待办任务:
1 – 请将下方预处理脚本中自“parser.add_argument('--train_end', type=int, default=0)”起至“args.train_end = min(args.train_end, len(train_dataset))”止（含该处）的部分逐字转录。
2 – 请判断以下三项陈述是否与下方预处理脚本相符，逐项回答“是”或“否”，并原样引用脚本中起决定作用的文字：(a) 参数 --local_dir 的默认值为 data/evol_instruct_code；(b) 字段 "ability" 的取值为 "math"；(c) 数据来源被设定为 nickrosh/Evol-Instruct-Code-80k-v1。

文本摘录:
++++
"""
预处理 Evol-Instruct-Code-80k-v1 数据集为 parquet 格式
"""

import os
import datasets
import json
import argparse


if __name__ == '__main__':
    parser = argparse.ArgumentParser()
    parser.add_argument('--local_dir', default='data/evol_instruct_code')
    parser.add_argument('--train_start', type=int, default=0)
    parser.add_argument('--train_end', type=int, default=0)

    args = parser.parse_args()

    data_source = 'nickrosh/Evol-Instruct-Code-80k-v1'
    print(f"从 huggingface 加载 {data_source} 数据集...", flush=True)
    dataset = datasets.load_dataset(data_source, trust_remote_code=True)

    train_dataset = dataset['train']
    args.train_end = min(args.train_end, len(train_dataset))
    if args.train_end > 0:
        train_dataset = train_dataset.select(range(args.train_start, args.train_end))

    # 为每个数据项添加一行，表示唯一 id
    def make_map_fn(split):
        def process_fn(example, idx):
            # 从原始数据中提取字段
            question_raw = example.get('instruction', '')
            answer_raw = example.get('output', '')
            
            data = {
                "data_source": data_source,
                "prompt": [
                    {
                        "role": "user",
                        "content": question_raw
                    }
                ],
                "ability": "coding",
                "reward_model": {"style": "rule", "ground_truth": answer_raw},
                "extra_info": {
                    "split": split,
                    "index": idx,
                    "question": question_raw,
                    "answer": answer_raw,
                },
            }
            return data

        return process_fn
    

    train_dataset = train_dataset.map(function=make_map_fn('train'), with_indices=True)
    
    print(f"训练数据集长度: {len(train_dataset)}")
    local_dir = args.local_dir
    if args.train_end > 0:
        train_dataset.to_parquet(os.path.join(local_dir, f'train_{args.train_end}.parquet'))
    else:
        train_dataset.to_parquet(os.path.join(local_dir, 'train.parquet'))
    print(train_dataset[0])
++++
数据集条目:

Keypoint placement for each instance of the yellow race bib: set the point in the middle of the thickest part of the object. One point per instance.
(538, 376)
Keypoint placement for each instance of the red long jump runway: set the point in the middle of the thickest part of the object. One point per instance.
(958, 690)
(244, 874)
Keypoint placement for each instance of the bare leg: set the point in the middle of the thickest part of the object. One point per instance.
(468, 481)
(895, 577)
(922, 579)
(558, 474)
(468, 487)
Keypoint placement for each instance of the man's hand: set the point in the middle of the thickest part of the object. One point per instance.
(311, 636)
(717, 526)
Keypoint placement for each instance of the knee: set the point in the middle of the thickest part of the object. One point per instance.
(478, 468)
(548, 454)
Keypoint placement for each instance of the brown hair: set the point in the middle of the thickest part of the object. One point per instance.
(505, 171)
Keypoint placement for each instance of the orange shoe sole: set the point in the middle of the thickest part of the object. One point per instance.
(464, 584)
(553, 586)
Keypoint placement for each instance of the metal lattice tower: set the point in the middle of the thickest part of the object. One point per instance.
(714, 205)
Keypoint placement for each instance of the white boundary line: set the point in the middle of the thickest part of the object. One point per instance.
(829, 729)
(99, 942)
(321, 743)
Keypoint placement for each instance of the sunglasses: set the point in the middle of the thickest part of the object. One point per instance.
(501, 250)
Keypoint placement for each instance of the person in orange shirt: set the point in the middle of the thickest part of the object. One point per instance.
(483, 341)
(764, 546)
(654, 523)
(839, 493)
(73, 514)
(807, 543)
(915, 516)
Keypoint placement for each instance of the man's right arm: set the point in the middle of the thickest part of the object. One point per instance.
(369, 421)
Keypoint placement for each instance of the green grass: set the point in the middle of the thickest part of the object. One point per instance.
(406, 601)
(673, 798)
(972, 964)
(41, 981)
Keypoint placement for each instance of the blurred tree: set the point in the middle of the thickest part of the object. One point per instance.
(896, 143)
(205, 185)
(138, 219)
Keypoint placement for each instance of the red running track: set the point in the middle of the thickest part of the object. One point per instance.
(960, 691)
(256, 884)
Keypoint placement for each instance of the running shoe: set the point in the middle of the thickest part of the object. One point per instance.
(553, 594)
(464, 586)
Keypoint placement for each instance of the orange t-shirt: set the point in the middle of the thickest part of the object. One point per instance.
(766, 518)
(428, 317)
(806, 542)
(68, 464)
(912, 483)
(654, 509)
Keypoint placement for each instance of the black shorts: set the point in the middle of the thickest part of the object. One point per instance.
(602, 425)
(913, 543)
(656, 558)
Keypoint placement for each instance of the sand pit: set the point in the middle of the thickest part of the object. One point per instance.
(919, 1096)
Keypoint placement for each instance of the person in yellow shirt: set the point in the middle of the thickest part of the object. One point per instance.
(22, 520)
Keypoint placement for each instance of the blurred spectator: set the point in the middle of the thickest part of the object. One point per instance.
++++
练习结果:
1 –
parser.add_argument('--train_end', type=int, default=0)

    args = parser.parse_args()

    data_source = 'nickrosh/Evol-Instruct-Code-80k-v1'
    print(f"从 huggingface 加载 {data_source} 数据集...", flush=True)
    dataset = datasets.load_dataset(data_source, trust_remote_code=True)

    train_dataset = dataset['train']
    args.train_end = min(args.train_end, len(train_dataset))

2 –
(a) 是。“parser.add_argument('--local_dir', default='data/evol_instruct_code')”
(b) 否。“"ability": "coding",”
(c) 是。“data_source = 'nickrosh/Evol-Instruct-Code-80k-v1'”